**Brief:** Reproduce the records below exactly, but only between the lines holding "pixel 205 163" and "pixel 37 133", inclusive.

*** Block opens ***

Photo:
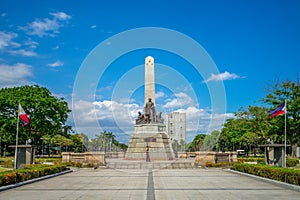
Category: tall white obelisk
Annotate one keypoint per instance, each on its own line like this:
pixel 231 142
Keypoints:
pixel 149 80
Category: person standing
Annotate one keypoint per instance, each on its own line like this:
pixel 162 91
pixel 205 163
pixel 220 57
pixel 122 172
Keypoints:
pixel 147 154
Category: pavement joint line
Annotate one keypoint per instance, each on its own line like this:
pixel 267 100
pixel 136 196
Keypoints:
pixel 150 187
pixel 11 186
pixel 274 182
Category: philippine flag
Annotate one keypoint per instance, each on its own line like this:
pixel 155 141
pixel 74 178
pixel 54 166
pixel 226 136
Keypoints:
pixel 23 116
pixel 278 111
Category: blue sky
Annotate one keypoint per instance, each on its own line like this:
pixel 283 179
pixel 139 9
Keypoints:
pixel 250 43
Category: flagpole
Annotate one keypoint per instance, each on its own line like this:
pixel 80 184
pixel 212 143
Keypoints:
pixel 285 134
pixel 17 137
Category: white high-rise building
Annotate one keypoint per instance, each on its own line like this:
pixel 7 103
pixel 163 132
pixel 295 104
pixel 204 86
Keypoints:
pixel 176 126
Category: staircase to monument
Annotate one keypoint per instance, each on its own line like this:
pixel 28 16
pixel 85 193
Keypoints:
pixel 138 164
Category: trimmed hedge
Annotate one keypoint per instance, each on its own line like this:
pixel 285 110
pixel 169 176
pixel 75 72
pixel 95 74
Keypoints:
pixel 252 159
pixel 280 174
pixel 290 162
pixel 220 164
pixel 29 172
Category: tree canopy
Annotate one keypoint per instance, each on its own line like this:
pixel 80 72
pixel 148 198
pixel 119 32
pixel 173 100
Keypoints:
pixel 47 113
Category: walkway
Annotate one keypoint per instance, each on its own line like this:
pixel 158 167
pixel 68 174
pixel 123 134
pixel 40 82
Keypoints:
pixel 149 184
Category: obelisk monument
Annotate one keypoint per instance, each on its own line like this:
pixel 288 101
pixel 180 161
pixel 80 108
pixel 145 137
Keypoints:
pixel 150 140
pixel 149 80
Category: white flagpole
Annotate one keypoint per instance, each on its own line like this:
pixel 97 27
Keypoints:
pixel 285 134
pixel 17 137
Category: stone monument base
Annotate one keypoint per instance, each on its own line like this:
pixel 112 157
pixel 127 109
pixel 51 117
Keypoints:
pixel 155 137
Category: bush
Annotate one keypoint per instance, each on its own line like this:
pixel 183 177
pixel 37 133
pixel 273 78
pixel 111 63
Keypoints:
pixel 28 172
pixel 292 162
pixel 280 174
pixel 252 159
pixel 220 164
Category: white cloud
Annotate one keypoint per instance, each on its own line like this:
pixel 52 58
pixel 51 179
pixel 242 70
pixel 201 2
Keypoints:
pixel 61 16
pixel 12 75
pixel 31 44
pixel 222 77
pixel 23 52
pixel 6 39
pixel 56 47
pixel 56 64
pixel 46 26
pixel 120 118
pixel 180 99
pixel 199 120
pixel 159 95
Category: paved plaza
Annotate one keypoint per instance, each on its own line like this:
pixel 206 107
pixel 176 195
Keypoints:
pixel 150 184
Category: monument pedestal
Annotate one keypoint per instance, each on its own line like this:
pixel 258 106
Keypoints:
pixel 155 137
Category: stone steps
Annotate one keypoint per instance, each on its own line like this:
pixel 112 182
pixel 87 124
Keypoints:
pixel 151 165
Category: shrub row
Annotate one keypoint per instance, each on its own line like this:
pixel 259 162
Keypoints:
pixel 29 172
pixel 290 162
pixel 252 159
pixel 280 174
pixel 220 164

*** Block closes ***
*** Block opens ***

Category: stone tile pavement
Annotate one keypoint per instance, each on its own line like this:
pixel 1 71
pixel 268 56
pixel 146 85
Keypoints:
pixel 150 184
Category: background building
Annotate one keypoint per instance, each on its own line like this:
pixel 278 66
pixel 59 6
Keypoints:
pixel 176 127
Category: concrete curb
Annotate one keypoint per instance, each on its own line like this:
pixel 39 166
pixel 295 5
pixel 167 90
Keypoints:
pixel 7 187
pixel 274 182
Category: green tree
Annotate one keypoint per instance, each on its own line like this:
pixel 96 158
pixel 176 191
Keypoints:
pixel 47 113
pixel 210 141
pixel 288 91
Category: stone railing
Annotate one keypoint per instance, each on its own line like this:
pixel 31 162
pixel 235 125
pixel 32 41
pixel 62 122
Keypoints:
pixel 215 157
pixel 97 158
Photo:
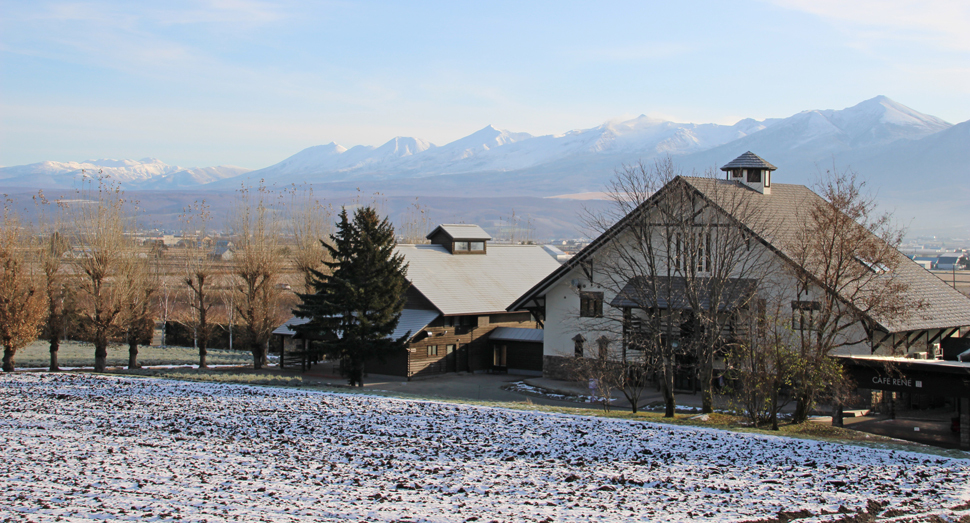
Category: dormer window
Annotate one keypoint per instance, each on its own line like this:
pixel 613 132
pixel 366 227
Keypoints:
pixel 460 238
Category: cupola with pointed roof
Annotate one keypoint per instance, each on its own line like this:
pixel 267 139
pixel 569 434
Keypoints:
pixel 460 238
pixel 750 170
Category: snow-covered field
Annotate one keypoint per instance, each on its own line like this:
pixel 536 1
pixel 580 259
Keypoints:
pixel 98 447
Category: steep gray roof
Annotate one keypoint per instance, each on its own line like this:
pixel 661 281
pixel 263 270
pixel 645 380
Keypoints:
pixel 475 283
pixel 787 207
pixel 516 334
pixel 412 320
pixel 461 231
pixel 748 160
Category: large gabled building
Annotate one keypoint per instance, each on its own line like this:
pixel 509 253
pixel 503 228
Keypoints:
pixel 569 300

*** Block closes ***
*** Block opens ***

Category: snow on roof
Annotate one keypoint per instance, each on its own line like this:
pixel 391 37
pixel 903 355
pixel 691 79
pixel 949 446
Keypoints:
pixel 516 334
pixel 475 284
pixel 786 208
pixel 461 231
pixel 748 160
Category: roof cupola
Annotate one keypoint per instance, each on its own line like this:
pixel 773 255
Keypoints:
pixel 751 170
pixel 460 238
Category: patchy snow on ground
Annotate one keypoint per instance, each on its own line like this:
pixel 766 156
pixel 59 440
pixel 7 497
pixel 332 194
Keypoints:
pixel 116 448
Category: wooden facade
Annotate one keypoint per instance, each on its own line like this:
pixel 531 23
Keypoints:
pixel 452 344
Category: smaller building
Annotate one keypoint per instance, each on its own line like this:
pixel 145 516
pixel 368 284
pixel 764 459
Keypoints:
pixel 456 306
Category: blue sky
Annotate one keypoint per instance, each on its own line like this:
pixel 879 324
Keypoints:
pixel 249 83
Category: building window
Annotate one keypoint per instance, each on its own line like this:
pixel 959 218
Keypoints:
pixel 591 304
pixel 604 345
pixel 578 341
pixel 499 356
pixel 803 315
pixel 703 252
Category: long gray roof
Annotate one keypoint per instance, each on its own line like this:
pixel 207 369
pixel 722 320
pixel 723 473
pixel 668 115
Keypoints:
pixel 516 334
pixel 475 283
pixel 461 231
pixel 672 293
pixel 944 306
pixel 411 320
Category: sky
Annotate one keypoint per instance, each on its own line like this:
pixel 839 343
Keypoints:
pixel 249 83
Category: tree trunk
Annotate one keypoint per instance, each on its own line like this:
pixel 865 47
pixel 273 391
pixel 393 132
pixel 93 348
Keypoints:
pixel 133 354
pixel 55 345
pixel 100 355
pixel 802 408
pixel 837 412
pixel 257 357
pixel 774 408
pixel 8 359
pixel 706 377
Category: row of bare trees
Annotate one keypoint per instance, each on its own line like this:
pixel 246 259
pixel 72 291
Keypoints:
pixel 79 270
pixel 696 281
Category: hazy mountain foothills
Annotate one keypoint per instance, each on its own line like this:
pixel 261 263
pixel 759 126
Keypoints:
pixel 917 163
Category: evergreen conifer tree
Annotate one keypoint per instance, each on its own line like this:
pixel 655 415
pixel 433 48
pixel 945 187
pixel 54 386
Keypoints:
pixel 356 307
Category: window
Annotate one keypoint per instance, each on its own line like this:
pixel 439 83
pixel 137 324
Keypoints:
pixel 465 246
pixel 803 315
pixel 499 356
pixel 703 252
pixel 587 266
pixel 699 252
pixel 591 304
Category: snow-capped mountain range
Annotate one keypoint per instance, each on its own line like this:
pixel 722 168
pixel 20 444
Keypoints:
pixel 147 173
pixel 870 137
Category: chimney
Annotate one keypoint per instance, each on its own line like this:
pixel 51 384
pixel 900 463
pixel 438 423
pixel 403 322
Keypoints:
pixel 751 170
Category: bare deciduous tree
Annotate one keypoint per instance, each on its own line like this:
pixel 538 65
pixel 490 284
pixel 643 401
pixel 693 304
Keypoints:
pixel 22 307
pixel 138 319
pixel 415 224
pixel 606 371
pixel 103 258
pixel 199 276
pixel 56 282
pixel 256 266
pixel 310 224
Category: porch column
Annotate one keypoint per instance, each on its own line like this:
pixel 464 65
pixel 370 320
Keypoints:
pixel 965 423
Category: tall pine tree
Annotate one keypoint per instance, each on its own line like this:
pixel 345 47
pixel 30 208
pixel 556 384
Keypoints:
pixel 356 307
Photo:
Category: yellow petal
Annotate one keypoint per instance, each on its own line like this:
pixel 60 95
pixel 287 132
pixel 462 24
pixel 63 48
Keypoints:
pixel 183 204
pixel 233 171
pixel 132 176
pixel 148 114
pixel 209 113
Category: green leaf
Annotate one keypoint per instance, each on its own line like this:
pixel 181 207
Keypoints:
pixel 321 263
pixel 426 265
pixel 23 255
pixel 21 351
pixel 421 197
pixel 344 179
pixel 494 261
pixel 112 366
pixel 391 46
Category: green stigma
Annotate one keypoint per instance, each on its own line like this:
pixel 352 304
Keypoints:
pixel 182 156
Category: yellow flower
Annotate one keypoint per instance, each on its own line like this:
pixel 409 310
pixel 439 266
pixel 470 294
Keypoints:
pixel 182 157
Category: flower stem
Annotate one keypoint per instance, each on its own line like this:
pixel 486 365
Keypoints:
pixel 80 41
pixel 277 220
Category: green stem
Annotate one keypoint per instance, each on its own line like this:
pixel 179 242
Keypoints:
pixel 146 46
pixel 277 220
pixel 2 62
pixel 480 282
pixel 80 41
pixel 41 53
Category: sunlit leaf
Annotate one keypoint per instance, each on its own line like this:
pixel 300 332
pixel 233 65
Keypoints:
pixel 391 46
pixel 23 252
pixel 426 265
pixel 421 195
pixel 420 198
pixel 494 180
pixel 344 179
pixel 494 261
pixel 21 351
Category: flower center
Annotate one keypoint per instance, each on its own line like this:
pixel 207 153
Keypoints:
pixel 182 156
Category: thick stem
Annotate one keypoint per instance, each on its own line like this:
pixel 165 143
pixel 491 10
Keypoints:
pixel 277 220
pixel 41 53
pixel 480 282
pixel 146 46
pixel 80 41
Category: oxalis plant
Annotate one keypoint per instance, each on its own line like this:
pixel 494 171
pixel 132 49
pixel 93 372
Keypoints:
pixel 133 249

*** Block closes ***

**Task solution:**
pixel 205 163
pixel 220 57
pixel 122 172
Keypoints:
pixel 147 154
Category: pavement joint line
Annotate one keypoint per instance, each on its own line like this:
pixel 267 100
pixel 136 196
Keypoints:
pixel 150 187
pixel 11 186
pixel 274 182
Category: philippine flag
Annotate one keypoint per instance, each on its own line like this:
pixel 155 141
pixel 74 178
pixel 54 166
pixel 226 136
Keypoints:
pixel 23 116
pixel 278 111
Category: blue sky
Annotate one keypoint per instance, each on its own line like this:
pixel 283 179
pixel 139 9
Keypoints:
pixel 250 43
Category: flagpole
Annotate one keypoint per instance, each on its own line like this:
pixel 80 184
pixel 212 143
Keypoints:
pixel 285 134
pixel 17 137
Category: white high-rise building
Annotate one keypoint per instance, each on its own line like this:
pixel 7 103
pixel 163 132
pixel 295 104
pixel 204 86
Keypoints:
pixel 176 126
Category: staircase to monument
Annotate one keypoint per instance, each on its own line like this:
pixel 28 16
pixel 85 193
Keypoints:
pixel 138 164
Category: trimmed hedge
Annotate one keypoint per instance, each on its own line like this:
pixel 285 110
pixel 169 176
pixel 75 72
pixel 95 74
Keypoints:
pixel 252 159
pixel 280 174
pixel 290 162
pixel 220 164
pixel 29 172
Category: tree canopy
Annotate one keypoint per instance, each on its own line like this:
pixel 80 72
pixel 148 198
pixel 119 32
pixel 173 100
Keypoints:
pixel 47 113
Category: walkway
Annotate one keypoint per instance, each on its own line like this:
pixel 158 167
pixel 68 174
pixel 123 134
pixel 40 82
Keypoints:
pixel 149 184
Category: obelisk monument
Annotate one keypoint per instance, each on its own line like this:
pixel 288 101
pixel 180 161
pixel 80 108
pixel 145 137
Keypoints:
pixel 150 140
pixel 149 80
Category: white flagpole
Annotate one keypoint per instance, each on its own line like this:
pixel 97 27
Keypoints:
pixel 285 134
pixel 17 137
Category: stone monument base
Annotate one keypoint per instance, each on its own line like this:
pixel 112 157
pixel 127 109
pixel 51 117
Keypoints:
pixel 155 137
Category: bush
Annotate one keypoint per instance, each on its own line like this:
pixel 183 177
pixel 37 133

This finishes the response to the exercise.